┌─ DOCUMENT SECTION

From a jazz classic to a rock one and Paul Simon’s Graceland. There’s obviously no live-music equivalent to this album, beginning with the synthetic reverb on the opening drum hits. The performers are already in effect so enhanced by the mix itself, which contains so much electric, that I don’t want further enhancement by the equipment. Yet for all the processing, I’ve always found this a very pleasing, easy-on-the-ears album despite how “engineered” it obviously is, perhaps because it never loses a human connection, which is how the Koru reproduced it. With its mix of styles, instruments, genres, continents, and venues, it’s crazy that Simon manages to achieve a unity among these twelve songs. In the a cappella opening to “Diamonds on the soles of Her shoes,” the singers stretch across the soundstage (it actually seems to expand), but on “Homeless,” despite more singers (and, of course, different ones), the perspective is closer and more intimate. so many layers go into an album like this that it can’t possibly be as transparent or as tactile as For Duke, but that slight distance or veil if you will seems to suit a ruminative quality in Simon’s elusive lyrics, even when the music is up-tempo. I’ve listened to this album in whole or in part countless times, but rarely with more attention or greater enjoyment.

I found Plinius’s Hautonga integrated amplifier, which I recently reviewed TAs 229), to be a component distinctly on the Yang side of neutral, not bright as such but with a slight bit of an etched character to it. I hear no evidence of that from the Koru, which leaves me impressed more than anything else with its ease and confidence. There are no readily discernible tonal anomalies up and down the scale, and it renders the highest of highs and the lowest of lows impartially, so far as my ears tell me. Listen to Rhapsodies, Stokowski’s great album of orchestral rhapsodies by Liszt and Enesco, where the doublebasses are powerfully resonant, well defined, yet not “tight” as such, which they never are in actuality. The Bernstein Carmen was every bit as thrilling as it should be, but with a difference that was entirely salutary: Without sacrificing an iota of the almost preternatural excitement of the sound on this remarkable recording, the presentation was much smoother in the highs than I’ve heard from some phonostages, which owed, I believe, at least in part to the proper loading. At the bottom end, where this recording can sound a little wooly, there was also a subtle but welcome impression of increased control and definition.

└─

§ **EXERCISE REQUIREMENTS**: Could you pick up the review of the Koru after its last sentence and carry it on? The records have nothing to do with this.

┌─ DATA PROVIDED

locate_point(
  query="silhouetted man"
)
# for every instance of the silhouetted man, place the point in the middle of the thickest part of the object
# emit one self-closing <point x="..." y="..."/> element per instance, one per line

└─

§ **OUTPUT FOR THIS TASK**:
The Koru also did a superb job keeping the complex textures of Britten’s War Requiem clear as well as reproducing the composer’s spatial effects. As was so often the case, the very enterprising producer John Culshaw created a soundscape for the performance, with a boys’ chorus and an organ soloist separated off to the left and higher than the others, two male soloists toward the front and to the right, Britten’s chamber orchestra and the main chorus behind them and spread across the soundstage, while a soprano, intended to be off by herself and also higher, was placed on the left. Despite the deployment of the various forces in places throughout the hall that have their own microacoustics, as it were, the sense of an integrated space with an enveloping ambience comes through. Height cannot of course be realized in stereo, but the Koru replicated the composer’s spatial directions, which are integral to the music, and Culshaw’s aural landscape very persuasively; brass and tympani in the Die Irae were also quite stunningly registered in the famous Kingsway acoustic.

There was only one anomaly I consistently noted in my listening, which was an ever so slight reduction in apparent depth. At first I thought it was my imagination, but it held across a wide spectrum of recordings. Depending on the characteristics of your transducers, you might not even notice it, but I did, though beyond registering it in my notes, it was small enough that I soon stopped noticing it.

Apart from this, I really don’t have all that much to describe about the sound of this unit because it does its job with such undemonstrative excellence. But while I had the unit I thought I’d run some comparisons with another phonostage which is similarly priced to the Koru and has similar features, notably an adequate range of loading and level options, the tubed Zesto Audio’s Andros ($4500, Issue 222). As with solid-state, so tube electronics have been steadily improving over the years. It’s been a long time since anyone has been able truthfully to tarnish either technology with the brushes of years past: thin, edgy for solid-state; soft, mushy for tubes. And yet, paradoxically, the more they improve and thus move toward each other in sound quality, the more they seem to remain stubbornly different in the way each attempts to render reality. To my ears, anyhow, there is something about the best tube gear that continues to suggest a very subtle Wizard of Oz-like Technicolor prettification of the reproduction and about solid-state an equal pull in the opposite direction—that is, a very subtle desaturation. Or perhaps it’s a matter of texture or fineness of grain. It’s difficult to define but it is there.

I’ve often wished that those who concern themselves with more technical aspects of audio would try to determine what might account for the difference. I personally believe that with electronics of comparable specification, once levels are matched, sonic differences stem fundamentally from anomalies in frequency response and from noise and distortion. But my friends who do measurements tell me they can’t really find anything objective to account for this. Yet one of my technically sophisticated and knowledgeable TAs colleagues, who is much into measurements and gets to listen to a lot of really expensive solid-state gear, once old me that at the end of a hard day he still finds he prefers tubes because they are the equivalent to a long, relaxed “ahhhhh.” Another colleague, equally sophisticated and knowledgeable technically, used to love tubes, but now decisively prefers solid-state because, he says, when it comes to what’s on source material, “I want truth, not euphemism.” For myself, sometimes listening to the best solid- state gear I find myself vaguely hankering for something ever so slightly more flavorful or tasty, and sometimes listening to the best tube gear I find myself vaguely wanting something maybe a little less caloric. (From time to time, availability of equipment permitting, I enjoy using a combination of tubes and solid-state.)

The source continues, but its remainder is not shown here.